Give back the data exactly, with no images.

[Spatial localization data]
╔══

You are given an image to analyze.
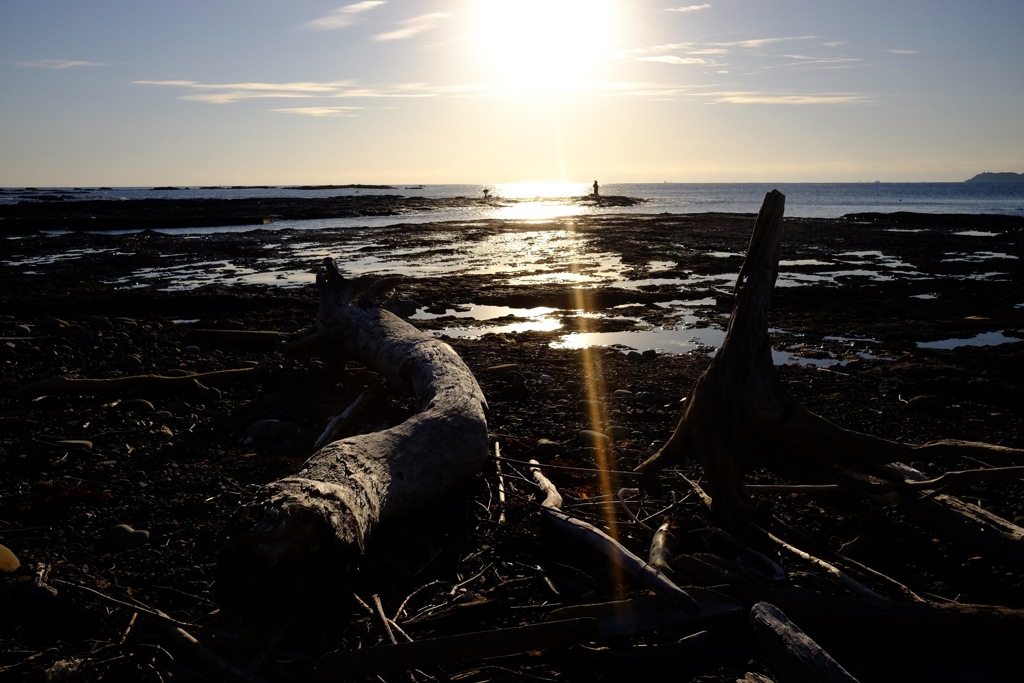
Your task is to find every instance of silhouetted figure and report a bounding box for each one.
[482,187,491,198]
[592,180,600,197]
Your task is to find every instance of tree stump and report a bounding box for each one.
[636,191,1024,529]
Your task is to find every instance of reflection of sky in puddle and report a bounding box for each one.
[954,230,999,237]
[435,318,563,337]
[551,326,725,354]
[942,251,1018,262]
[412,305,557,321]
[109,260,315,291]
[917,330,1023,349]
[4,247,116,267]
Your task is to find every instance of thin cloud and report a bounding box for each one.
[667,4,711,13]
[134,79,357,104]
[374,13,449,41]
[18,59,106,69]
[302,1,384,31]
[640,56,711,65]
[708,91,869,105]
[885,48,919,55]
[715,35,819,48]
[273,106,364,117]
[781,54,862,67]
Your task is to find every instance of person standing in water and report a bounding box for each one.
[592,180,600,197]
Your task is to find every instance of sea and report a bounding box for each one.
[2,181,1023,232]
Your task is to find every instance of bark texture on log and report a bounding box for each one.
[217,259,489,612]
[749,602,861,683]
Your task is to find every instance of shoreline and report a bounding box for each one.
[3,194,1024,233]
[0,194,643,233]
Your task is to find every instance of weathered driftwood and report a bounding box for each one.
[749,602,861,683]
[634,190,1024,549]
[10,366,263,400]
[216,259,489,611]
[316,617,599,678]
[676,553,1024,651]
[530,461,699,612]
[316,591,743,678]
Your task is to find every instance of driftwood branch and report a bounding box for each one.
[530,461,699,612]
[750,602,862,683]
[216,258,489,613]
[10,366,263,400]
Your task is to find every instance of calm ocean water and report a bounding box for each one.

╚══

_Response to the task_
You are given an image to analyze.
Your task is to find every instance of silhouetted figure and report a bounding box for each one.
[482,187,491,198]
[592,180,600,197]
Your task is to find every instance of tree stump and report a bounding box for each one.
[636,191,1024,529]
Your task is to find every instance of reflection of sky in puddle and report a bounding box for each one.
[954,230,999,237]
[435,318,563,337]
[551,326,725,354]
[942,251,1018,262]
[412,305,557,321]
[109,260,315,291]
[917,330,1023,349]
[4,247,116,267]
Your task is to find every instance of thin cloud and report a bounding box for each one.
[667,4,711,13]
[134,79,357,104]
[374,13,449,41]
[18,59,106,69]
[302,1,384,31]
[640,56,711,65]
[708,91,869,105]
[885,48,919,55]
[715,35,819,48]
[273,106,364,117]
[781,54,862,67]
Your task is to find every instance of person standing in water and report a bounding box for each one.
[592,180,600,197]
Your task is to find every instance of sea and report a bounding box for each one.
[2,181,1023,232]
Your task is to find every instance of bark texture on log and report a bounding box for each one.
[217,259,489,612]
[749,602,861,683]
Your task is to find every instance of shoreline and report a bounding box for each one.
[3,194,1024,233]
[0,194,643,233]
Your task is to find every instance of weathered driftwood and report a bounding box for each one.
[749,602,861,683]
[634,190,1024,549]
[10,366,263,400]
[216,259,489,611]
[316,617,599,678]
[676,553,1024,651]
[530,461,699,612]
[316,591,743,678]
Your task is to find every instance of driftwood branch and report a bounding box for each one.
[530,461,699,612]
[750,602,862,683]
[216,258,489,613]
[10,366,263,400]
Your task is to find every instance of calm ocean water and report a bounding box for each one.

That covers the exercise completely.